[Collected data entries]
━━━━━━━━━━━━━━━━

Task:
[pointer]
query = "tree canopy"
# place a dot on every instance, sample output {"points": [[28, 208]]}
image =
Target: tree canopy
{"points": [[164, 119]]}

━━━━━━━━━━━━━━━━

- _Work to complete_
Rewrite every line of the records as a numbered list, omitting any blank lines.

- _Reply_
1. Task:
2. [pointer]
3. query = "tree canopy"
4. # place a dot on every instance, sample output {"points": [[28, 208]]}
5. image =
6. Target: tree canopy
7. {"points": [[164, 119]]}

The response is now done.